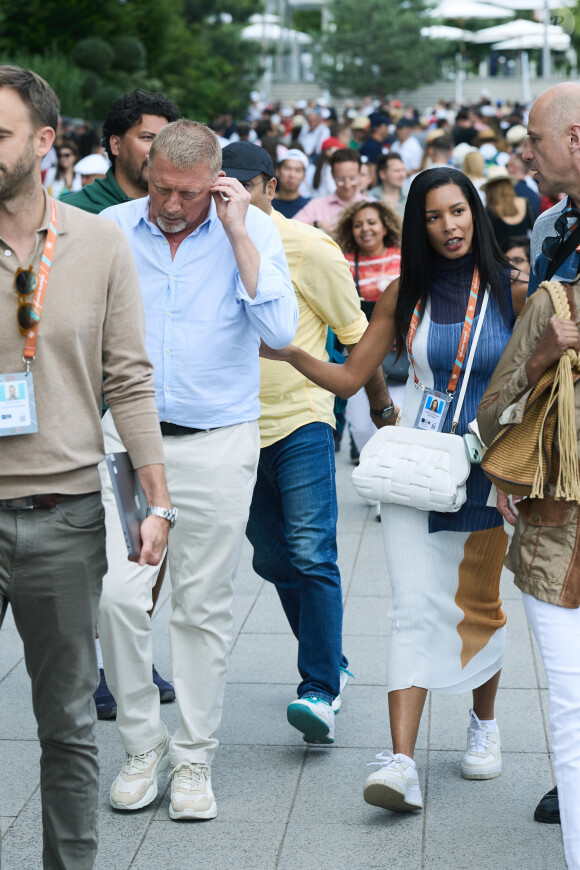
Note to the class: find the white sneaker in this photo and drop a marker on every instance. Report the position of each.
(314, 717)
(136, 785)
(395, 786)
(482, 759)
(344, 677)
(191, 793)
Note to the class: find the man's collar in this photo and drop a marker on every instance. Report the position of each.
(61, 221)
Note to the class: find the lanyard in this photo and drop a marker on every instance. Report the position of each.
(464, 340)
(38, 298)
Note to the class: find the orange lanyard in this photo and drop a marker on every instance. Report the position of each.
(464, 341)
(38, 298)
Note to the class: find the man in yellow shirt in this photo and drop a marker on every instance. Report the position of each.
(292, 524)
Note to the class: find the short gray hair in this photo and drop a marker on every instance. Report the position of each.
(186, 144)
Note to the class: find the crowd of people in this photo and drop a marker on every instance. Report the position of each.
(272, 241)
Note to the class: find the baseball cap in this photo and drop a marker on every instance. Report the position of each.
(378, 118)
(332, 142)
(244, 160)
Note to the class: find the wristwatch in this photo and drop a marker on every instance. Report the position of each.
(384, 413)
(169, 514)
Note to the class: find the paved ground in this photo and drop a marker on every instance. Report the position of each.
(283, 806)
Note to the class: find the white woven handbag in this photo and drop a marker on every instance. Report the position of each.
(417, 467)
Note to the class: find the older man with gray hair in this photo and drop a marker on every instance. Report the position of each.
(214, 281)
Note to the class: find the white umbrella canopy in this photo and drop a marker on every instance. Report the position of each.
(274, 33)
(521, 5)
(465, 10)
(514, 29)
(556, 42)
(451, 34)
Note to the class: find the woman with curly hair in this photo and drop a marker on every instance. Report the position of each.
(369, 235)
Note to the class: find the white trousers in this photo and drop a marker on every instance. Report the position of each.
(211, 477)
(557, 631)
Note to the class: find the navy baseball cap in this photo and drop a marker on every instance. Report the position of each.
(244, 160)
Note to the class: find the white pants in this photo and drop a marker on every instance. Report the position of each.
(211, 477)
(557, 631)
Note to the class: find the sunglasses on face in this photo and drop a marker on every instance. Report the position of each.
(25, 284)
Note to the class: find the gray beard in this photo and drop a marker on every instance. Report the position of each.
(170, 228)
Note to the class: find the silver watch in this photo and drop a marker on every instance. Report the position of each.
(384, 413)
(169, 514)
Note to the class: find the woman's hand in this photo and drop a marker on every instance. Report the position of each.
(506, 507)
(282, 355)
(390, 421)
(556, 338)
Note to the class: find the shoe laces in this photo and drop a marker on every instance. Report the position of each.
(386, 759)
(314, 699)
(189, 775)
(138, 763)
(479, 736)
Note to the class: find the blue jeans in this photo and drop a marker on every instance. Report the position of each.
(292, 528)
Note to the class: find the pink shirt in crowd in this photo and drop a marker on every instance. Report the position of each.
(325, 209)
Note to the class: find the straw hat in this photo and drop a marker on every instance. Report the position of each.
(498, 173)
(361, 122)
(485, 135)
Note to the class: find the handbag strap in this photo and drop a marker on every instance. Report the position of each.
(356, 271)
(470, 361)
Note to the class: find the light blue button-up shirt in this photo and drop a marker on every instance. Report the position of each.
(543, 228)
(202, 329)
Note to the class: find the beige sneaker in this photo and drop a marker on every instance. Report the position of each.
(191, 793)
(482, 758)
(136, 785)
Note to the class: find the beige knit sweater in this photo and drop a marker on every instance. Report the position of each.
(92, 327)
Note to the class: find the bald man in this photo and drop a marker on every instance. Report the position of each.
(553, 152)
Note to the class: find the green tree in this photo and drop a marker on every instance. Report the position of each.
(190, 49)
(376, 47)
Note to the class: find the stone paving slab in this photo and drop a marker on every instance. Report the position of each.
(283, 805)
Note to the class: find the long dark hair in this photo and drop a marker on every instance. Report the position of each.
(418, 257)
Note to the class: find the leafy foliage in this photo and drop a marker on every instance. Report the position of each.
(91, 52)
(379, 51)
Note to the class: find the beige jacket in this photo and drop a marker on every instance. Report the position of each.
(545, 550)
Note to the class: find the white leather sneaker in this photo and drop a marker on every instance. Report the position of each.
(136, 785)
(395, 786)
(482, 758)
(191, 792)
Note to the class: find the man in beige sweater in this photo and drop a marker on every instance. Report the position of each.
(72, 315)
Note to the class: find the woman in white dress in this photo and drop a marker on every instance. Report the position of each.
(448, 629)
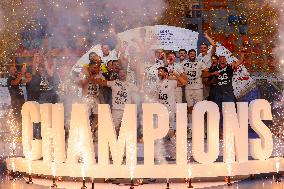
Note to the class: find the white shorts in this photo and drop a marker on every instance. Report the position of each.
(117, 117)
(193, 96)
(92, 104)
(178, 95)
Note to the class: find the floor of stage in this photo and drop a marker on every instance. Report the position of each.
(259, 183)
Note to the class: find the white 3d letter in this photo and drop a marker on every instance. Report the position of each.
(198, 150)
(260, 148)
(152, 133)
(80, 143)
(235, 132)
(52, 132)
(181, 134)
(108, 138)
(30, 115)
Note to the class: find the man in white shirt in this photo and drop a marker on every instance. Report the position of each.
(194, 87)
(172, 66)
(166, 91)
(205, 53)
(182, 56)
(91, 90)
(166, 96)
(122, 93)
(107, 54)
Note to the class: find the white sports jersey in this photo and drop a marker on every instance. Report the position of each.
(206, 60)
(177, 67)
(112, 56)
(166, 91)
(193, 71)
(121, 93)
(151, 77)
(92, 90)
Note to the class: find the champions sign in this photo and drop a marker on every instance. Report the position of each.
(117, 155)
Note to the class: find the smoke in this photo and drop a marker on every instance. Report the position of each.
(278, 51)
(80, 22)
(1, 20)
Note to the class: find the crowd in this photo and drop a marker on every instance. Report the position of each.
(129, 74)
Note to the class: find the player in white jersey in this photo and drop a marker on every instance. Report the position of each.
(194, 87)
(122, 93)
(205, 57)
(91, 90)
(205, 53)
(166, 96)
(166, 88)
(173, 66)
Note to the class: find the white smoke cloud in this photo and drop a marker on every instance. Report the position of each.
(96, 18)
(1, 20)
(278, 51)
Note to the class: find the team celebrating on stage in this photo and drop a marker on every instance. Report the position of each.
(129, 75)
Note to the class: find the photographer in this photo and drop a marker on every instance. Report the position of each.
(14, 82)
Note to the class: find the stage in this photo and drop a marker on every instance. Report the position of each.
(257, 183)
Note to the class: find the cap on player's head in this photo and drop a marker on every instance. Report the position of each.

□ □ □ □ □ □ □

Give back exactly the lines beginning at the one with "Note to the class: find the man in white" and ending at the final line of the material; both boundary lines belong in it.

■ **THE RESULT**
Note to the class: find the man in white shirt in this photo and drop a marker on every instance. Report the position of each.
(194, 87)
(172, 66)
(166, 91)
(205, 53)
(182, 56)
(91, 90)
(166, 96)
(122, 93)
(107, 54)
Note to the class: find the white sports jersey in this photo and drop a marker on every instance. Report the position of each.
(206, 60)
(177, 67)
(112, 56)
(166, 91)
(193, 71)
(121, 93)
(151, 77)
(92, 90)
Note to the class: find the champions sign in this photo and drop a marker on every instance. Report the position of each.
(117, 155)
Note to the class: find the smoke in this photo and drop a marker on every instance. Report the position of each.
(278, 51)
(80, 22)
(1, 20)
Note to the class: find the crowd in this photo and drop a marker on every instance. Report the position of each.
(129, 74)
Note to the class: find the player in white jersey in this photo and drop a marker on every instance. Report the position of each.
(194, 87)
(122, 93)
(205, 57)
(91, 90)
(205, 53)
(166, 96)
(166, 88)
(173, 66)
Note to the class: find the white smoke cloud in this photo and drop a marker on every instance. Report the position of each.
(96, 18)
(1, 20)
(278, 51)
Note to the class: find the team celebrating on stage in this photo and drop a marker on every instance. Report the position of each.
(129, 75)
Note to the class: find the photographer in this photo and drop a marker on every instance. Report the position of each.
(14, 82)
Note to the class: find the stage in this photo and drop a marker on every instance. Report the position of each.
(257, 183)
Note to the class: find the cap on player's head in this photo and drop a marker on every instance. Report the position of each.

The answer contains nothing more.